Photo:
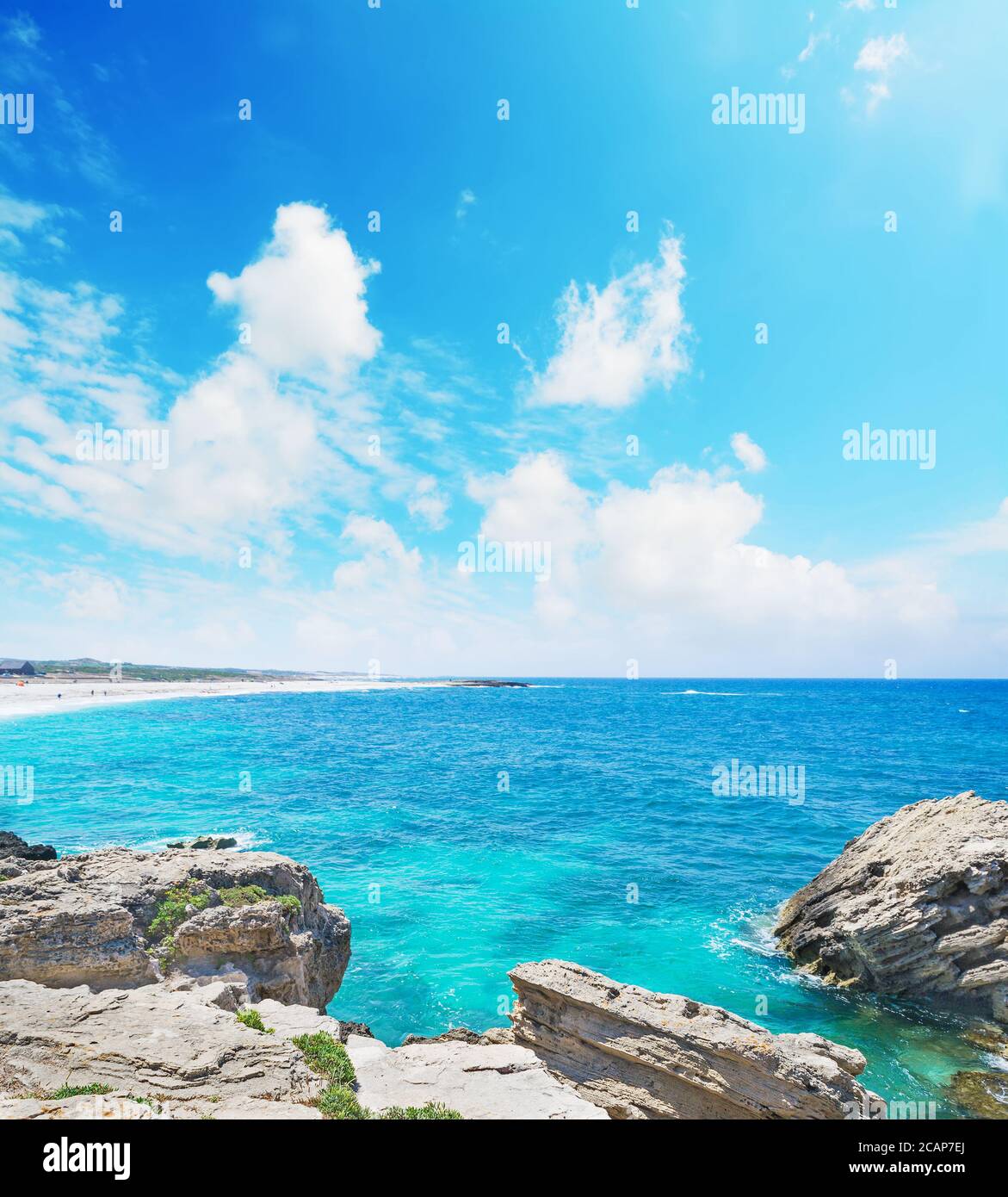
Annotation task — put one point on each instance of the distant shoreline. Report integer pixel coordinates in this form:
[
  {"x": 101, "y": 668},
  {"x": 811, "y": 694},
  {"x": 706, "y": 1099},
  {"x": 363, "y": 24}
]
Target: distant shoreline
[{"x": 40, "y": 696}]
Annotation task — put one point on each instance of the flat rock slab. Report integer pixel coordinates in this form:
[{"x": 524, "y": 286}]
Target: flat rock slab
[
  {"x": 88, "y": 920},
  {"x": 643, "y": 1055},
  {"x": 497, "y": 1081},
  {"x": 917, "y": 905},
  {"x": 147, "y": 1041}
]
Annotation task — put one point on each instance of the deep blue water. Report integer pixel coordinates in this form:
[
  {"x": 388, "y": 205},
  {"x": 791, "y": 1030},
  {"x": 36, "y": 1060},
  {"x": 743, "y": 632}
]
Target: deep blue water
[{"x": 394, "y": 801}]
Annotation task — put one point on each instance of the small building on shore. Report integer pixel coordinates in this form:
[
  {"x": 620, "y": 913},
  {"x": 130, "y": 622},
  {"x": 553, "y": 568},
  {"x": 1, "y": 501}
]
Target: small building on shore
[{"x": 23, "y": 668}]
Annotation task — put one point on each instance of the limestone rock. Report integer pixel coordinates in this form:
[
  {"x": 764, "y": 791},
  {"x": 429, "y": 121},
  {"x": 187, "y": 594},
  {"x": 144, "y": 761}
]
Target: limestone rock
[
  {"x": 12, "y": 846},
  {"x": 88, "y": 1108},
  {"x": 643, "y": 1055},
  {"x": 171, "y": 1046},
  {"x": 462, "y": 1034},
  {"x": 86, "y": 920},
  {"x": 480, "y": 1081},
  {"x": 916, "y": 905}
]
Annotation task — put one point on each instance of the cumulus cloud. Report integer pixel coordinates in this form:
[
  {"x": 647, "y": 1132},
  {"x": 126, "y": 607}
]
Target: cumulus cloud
--
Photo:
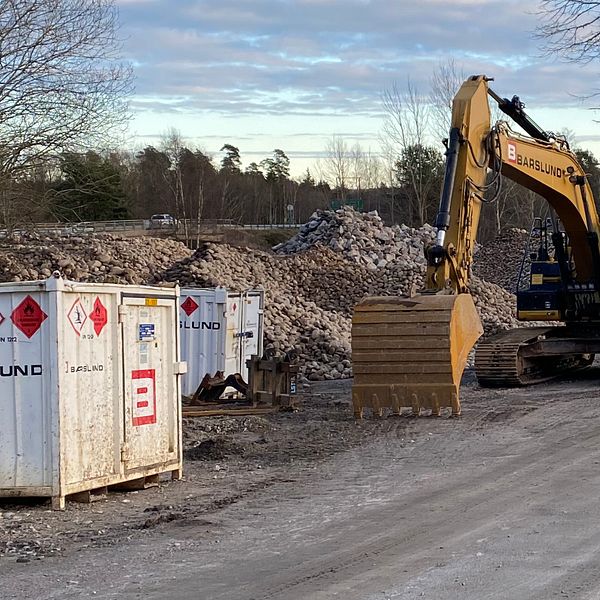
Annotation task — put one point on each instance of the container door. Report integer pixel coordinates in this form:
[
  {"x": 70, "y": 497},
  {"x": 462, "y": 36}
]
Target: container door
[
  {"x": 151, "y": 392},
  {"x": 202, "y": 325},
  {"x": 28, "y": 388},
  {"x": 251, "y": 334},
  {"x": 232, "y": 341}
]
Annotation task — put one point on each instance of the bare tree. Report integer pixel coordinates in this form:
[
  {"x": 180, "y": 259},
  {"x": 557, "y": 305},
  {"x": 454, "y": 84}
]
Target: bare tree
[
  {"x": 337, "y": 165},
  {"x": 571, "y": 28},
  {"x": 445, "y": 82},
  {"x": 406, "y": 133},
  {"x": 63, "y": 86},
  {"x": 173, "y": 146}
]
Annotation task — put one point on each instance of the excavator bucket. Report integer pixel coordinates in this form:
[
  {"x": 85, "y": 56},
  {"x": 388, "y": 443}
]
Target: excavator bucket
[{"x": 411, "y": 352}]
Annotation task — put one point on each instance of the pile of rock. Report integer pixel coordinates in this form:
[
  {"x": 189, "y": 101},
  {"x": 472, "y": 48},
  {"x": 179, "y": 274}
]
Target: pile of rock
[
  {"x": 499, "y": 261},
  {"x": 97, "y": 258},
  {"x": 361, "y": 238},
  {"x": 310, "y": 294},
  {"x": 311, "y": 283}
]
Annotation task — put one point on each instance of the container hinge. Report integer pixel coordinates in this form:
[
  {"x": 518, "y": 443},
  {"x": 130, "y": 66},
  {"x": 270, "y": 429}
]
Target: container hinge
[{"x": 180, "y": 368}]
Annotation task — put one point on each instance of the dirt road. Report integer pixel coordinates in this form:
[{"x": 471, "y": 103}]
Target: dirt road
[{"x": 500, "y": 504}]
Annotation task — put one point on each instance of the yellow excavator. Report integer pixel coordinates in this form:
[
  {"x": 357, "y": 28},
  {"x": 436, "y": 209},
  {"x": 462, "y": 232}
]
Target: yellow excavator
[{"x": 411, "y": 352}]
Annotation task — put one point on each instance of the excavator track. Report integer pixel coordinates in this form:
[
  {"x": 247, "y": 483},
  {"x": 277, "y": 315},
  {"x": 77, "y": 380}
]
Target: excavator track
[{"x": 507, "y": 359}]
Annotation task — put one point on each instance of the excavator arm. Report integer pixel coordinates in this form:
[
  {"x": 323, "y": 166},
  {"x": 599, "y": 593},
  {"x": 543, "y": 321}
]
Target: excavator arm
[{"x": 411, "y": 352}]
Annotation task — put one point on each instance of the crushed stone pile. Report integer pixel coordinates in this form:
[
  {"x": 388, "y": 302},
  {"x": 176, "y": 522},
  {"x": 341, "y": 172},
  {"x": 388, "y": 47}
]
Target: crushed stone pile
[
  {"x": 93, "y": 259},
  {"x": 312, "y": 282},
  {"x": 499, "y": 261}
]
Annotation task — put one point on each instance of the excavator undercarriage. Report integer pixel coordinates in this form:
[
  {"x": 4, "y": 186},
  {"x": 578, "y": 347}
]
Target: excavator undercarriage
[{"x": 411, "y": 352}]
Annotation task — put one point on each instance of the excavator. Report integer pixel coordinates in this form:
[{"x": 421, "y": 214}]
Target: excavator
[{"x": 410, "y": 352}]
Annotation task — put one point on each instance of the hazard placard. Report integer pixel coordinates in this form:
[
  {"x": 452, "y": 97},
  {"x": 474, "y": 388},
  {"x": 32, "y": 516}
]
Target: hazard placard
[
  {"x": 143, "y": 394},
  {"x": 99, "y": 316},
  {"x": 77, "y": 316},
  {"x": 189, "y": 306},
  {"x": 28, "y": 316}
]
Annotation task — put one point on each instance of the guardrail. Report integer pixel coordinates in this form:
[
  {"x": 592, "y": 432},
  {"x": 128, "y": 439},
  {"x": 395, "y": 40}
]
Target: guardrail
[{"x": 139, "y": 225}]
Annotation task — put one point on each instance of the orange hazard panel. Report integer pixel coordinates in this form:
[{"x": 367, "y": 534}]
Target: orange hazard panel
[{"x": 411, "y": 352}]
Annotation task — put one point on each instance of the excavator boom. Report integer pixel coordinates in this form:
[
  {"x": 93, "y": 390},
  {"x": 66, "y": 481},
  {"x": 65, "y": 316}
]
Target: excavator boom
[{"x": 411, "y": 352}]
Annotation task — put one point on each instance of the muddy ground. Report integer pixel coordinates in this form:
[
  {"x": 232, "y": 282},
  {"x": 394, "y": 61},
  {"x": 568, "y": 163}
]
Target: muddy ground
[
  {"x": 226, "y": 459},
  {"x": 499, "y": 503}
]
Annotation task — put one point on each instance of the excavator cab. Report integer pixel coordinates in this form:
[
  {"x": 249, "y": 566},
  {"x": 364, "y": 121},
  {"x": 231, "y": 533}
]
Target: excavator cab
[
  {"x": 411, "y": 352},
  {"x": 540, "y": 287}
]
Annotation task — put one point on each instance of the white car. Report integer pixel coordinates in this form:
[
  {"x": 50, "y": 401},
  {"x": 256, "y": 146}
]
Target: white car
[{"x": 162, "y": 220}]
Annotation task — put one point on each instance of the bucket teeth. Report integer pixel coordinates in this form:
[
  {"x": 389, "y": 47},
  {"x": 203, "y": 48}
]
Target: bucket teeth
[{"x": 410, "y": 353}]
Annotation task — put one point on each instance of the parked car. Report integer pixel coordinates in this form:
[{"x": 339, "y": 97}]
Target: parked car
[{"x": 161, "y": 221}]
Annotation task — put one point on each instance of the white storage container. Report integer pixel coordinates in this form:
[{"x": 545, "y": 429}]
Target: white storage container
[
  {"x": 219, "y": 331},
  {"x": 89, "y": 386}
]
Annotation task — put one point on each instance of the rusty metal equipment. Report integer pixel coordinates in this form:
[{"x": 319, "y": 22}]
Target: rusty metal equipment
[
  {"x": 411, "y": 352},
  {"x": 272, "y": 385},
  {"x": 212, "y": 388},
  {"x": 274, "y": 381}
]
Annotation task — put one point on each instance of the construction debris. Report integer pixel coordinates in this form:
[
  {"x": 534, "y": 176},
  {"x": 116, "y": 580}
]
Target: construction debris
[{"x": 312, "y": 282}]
==
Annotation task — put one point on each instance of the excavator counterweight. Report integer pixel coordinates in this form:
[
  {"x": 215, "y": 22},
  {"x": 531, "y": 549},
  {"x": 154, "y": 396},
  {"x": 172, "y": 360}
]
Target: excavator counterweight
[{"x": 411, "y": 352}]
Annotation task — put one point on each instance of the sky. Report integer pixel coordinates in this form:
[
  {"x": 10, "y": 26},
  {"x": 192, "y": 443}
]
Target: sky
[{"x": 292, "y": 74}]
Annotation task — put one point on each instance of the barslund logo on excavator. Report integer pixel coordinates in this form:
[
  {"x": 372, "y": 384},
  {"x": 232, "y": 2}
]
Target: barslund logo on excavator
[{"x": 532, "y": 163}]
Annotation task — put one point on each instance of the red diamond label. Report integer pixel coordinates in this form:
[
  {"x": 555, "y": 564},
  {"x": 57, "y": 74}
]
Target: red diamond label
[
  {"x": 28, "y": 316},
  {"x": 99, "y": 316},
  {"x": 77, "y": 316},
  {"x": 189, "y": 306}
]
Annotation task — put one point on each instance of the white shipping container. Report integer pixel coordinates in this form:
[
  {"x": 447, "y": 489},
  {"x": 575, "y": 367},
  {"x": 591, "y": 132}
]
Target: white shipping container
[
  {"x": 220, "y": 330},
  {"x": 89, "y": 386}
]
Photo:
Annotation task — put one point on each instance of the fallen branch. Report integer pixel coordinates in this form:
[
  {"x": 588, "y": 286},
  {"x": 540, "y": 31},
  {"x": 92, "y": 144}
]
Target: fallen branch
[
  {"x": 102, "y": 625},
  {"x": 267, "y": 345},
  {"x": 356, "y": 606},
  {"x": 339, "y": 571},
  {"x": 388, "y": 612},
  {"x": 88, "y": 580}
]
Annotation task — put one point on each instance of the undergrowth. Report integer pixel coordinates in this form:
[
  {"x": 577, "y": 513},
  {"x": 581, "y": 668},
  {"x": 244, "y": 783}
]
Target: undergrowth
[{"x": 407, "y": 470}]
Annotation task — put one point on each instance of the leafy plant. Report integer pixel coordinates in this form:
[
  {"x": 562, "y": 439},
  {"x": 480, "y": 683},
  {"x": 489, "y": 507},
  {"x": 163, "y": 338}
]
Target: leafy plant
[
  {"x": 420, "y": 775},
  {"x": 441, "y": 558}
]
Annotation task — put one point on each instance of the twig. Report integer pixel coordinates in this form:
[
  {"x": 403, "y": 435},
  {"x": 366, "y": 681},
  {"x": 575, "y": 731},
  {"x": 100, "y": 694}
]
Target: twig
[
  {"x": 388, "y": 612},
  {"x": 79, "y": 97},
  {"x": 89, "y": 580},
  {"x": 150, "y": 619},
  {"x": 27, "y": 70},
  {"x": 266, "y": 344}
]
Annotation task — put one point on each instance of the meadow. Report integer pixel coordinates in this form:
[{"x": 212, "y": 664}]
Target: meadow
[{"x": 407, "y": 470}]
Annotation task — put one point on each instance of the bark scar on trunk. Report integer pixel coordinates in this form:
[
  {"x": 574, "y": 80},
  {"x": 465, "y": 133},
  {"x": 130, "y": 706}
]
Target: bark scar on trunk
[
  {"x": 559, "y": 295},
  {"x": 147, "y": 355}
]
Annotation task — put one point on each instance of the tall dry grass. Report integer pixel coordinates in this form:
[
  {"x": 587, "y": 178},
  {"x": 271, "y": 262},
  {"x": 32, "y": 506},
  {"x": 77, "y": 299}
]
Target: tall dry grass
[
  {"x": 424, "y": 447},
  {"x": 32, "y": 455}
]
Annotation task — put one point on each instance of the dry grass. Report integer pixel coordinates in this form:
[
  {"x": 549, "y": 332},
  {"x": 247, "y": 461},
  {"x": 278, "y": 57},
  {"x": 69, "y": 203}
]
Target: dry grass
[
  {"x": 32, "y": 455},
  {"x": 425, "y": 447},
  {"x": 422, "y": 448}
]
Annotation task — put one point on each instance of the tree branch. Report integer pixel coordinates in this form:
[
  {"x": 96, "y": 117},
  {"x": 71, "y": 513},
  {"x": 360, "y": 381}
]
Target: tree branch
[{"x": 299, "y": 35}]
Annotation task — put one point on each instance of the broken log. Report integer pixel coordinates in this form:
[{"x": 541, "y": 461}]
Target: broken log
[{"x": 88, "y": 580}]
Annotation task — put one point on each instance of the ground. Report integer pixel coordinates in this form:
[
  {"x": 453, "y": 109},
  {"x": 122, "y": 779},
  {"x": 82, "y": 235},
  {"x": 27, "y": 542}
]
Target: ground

**Task prompt**
From the records above, pick out and copy each line holding the word "cumulus".

**Response area**
Annotation task — put one point on each instance of the cumulus cloud. Report integer pixel coordinates in this form:
Target: cumulus cloud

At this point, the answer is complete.